Raw data –
------------------------------
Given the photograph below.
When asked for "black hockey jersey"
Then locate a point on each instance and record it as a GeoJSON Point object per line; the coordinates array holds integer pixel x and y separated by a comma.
------------------------------
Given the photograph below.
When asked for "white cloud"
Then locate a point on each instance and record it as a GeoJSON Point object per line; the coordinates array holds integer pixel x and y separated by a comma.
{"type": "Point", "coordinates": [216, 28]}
------------------------------
Your answer should be all lines from the data that contain "When".

When asked for "black hockey jersey"
When asked for "white cloud"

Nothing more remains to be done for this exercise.